> _RECORDS SUPPLIED_:

-=-=-

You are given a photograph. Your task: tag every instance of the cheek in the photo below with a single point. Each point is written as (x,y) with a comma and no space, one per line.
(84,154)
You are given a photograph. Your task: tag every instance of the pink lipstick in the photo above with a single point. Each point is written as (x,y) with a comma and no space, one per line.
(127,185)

-=-=-

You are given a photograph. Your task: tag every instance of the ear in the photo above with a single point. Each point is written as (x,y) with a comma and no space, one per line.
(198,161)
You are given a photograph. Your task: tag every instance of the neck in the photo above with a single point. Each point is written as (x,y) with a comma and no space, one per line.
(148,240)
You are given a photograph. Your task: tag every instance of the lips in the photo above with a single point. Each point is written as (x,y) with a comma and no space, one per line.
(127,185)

-=-=-

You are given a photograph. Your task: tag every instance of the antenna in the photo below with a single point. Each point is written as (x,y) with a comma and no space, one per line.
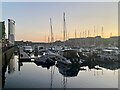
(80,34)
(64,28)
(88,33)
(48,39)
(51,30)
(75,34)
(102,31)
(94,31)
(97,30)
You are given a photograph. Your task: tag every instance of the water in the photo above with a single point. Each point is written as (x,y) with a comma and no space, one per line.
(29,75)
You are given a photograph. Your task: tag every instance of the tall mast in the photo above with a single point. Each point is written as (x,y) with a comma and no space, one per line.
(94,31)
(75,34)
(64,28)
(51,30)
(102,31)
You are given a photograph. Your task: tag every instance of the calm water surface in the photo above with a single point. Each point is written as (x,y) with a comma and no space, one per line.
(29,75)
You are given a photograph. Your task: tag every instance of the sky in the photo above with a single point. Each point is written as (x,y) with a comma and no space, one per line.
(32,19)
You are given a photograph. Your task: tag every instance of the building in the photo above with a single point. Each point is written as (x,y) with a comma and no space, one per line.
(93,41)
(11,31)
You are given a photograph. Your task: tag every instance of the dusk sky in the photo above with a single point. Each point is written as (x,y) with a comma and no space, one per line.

-=-=-

Every line above from the line with "instance of the sky" to the line with "of the dusk" is wanted, ends included; write them out exactly and add no other line.

> _RESPONSE TO THIS TASK_:
You are given a photograph. Your task: tag every instance of the sky in the photo above with a single point. Each point is written as (x,y) with a comma and no space, one per line.
(32,19)
You are given a photograph. Your task: tag every instance of the building in the photo above with a single point. Each point is written as (x,y) with a comma and no space, one per line.
(93,41)
(11,31)
You are given a photograph. Your task: tag every instance of the dusk sky in the photo above with a single point. Each point is written as (x,y) with a comma and no space, one per line.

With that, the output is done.